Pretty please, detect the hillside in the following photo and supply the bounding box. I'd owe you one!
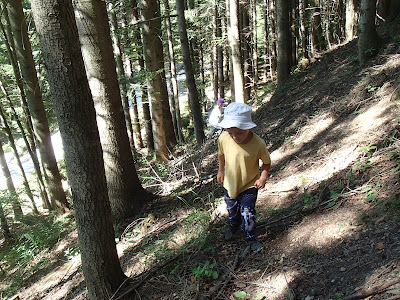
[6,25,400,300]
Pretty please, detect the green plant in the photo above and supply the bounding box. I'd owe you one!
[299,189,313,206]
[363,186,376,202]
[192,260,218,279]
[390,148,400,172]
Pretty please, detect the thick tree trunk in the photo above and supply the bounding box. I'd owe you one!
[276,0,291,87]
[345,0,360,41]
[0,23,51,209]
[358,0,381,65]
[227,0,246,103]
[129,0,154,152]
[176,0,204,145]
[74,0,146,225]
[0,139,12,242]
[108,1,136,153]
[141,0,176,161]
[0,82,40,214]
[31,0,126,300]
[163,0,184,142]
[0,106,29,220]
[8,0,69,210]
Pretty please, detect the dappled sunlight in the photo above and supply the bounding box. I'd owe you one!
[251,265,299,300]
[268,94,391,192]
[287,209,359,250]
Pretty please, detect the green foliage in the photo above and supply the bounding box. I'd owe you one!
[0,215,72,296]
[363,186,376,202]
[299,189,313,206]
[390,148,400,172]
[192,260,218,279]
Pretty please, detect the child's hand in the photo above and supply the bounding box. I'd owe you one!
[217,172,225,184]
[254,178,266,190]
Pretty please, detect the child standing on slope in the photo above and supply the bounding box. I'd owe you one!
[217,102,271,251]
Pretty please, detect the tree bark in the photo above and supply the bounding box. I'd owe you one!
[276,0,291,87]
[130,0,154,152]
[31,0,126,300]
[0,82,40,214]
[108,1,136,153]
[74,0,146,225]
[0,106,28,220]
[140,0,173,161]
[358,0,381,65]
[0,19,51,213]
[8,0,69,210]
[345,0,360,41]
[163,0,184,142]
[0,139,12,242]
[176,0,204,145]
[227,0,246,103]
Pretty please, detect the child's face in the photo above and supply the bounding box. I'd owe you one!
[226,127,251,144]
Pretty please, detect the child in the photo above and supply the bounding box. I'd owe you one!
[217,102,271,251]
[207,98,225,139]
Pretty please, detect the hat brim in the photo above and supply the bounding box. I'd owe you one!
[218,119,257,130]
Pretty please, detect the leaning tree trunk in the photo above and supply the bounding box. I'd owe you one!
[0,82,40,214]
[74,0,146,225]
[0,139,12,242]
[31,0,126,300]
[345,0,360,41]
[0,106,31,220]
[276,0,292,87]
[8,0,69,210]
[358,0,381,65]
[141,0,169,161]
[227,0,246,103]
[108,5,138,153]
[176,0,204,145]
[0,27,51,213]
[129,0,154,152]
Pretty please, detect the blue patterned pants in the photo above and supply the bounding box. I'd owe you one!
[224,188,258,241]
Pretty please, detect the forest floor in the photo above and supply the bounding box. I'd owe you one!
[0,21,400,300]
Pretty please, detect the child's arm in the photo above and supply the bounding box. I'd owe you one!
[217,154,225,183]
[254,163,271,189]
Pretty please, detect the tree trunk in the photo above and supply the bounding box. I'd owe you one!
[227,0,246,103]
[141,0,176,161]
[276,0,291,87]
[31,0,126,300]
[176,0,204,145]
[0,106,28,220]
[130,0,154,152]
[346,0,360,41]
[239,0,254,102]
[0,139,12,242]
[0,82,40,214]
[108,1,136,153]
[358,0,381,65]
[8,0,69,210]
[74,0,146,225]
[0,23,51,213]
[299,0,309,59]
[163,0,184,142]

* * *

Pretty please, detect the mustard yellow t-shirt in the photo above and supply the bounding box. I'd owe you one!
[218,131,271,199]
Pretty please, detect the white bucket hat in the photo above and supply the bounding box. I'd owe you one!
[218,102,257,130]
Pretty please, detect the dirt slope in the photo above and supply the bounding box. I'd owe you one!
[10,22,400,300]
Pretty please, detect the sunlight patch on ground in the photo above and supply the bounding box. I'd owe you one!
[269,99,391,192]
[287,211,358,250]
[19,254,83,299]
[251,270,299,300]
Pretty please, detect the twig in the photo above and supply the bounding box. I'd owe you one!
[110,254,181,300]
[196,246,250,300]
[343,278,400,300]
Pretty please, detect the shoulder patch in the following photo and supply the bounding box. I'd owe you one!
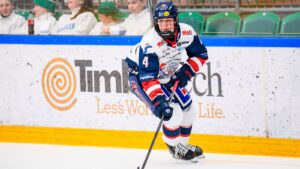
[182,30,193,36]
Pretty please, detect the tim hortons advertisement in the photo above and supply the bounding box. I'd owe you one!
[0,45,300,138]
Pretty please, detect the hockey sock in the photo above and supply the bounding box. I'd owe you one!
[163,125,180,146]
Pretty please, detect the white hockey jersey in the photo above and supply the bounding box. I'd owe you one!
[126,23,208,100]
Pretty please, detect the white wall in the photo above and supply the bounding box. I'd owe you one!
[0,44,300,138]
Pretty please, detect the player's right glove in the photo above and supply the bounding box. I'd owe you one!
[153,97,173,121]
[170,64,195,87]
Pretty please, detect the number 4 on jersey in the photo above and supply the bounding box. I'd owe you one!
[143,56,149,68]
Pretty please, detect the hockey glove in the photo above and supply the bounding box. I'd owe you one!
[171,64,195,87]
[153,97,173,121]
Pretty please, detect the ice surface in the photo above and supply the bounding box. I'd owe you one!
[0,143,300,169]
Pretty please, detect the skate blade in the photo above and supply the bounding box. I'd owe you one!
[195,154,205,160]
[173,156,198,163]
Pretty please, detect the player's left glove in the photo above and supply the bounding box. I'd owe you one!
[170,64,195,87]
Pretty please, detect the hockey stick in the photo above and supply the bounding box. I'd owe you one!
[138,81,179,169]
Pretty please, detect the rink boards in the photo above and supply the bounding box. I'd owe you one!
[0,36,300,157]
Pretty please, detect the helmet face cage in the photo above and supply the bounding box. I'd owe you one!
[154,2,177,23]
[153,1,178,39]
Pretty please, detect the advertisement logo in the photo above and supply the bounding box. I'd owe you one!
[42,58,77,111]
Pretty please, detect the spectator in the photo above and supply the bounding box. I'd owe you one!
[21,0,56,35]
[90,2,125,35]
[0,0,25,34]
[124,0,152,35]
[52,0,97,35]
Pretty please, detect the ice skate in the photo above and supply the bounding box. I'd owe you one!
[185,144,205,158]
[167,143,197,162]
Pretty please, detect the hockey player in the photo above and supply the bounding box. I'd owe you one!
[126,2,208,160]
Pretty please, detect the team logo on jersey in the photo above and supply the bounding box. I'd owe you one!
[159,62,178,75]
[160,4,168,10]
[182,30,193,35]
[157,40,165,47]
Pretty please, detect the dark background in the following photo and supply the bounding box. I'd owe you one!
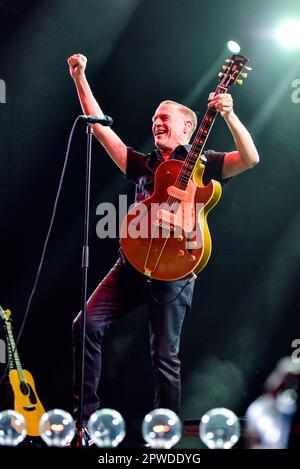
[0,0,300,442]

- _Goal of the exercise_: Copy out the lines from the one containing "Pretty please, detect the player's right" to the one containing "[126,2,208,160]", both included, with the requests unchanged. Multiply every bounding box coordinate in the answers by 2.25 and round each result to a whole number, with halves rounding up.

- _Answer to this exercise_:
Pretty please, detect the player's right glove in the photo above and supply the bounding box. I'd owe you one!
[344,218,389,272]
[383,144,439,196]
Pretty please, detect the number 4 on jersey in the photo above and supply the bounding box. I'd owe you one!
[322,126,335,153]
Pretty please, detect the hockey glove in the photo above and supply the bounding box. I'd owe you one!
[385,144,439,196]
[344,218,389,272]
Pretty please, detect the ice surface in the photo above and supply the bounding box. I'd owe you one!
[0,322,675,380]
Pretty please, detect the skate blade in the photo above and supply the bounding box. I'd owe you one!
[439,347,461,360]
[389,351,446,367]
Pretty please, detect the player's left glove in the photo above and supply the bounding box. I'd owe you one!
[383,144,439,196]
Pretty please, detect the hockey stick in the photo above and supply the bounding box. I'd owe you one!
[311,182,403,380]
Pretty please, detect the rink boards in the photo above and supply the bounding box. I'd owe you one!
[0,81,675,353]
Pretty please, detect the helmet face cage in the photo above and supply the bounding box. I'd owe you one!
[347,5,398,52]
[344,2,401,88]
Pretty please, detect the advertisement logo in the photo above and supply the bounding box. I'd owe you one!
[95,131,173,250]
Pretty please, detect the spectator in the photo above and supply the bounding box. I'd owe you one!
[47,0,126,79]
[203,5,281,79]
[0,0,56,77]
[279,0,342,79]
[117,0,218,79]
Pretty please, detect the ice skate in the photo above and supply the bounding box. I'd owe you one!
[416,324,461,356]
[376,322,443,365]
Pretty please, detect the hockey player in the photo above and supply the bounding box. I'd owe you one!
[284,5,468,360]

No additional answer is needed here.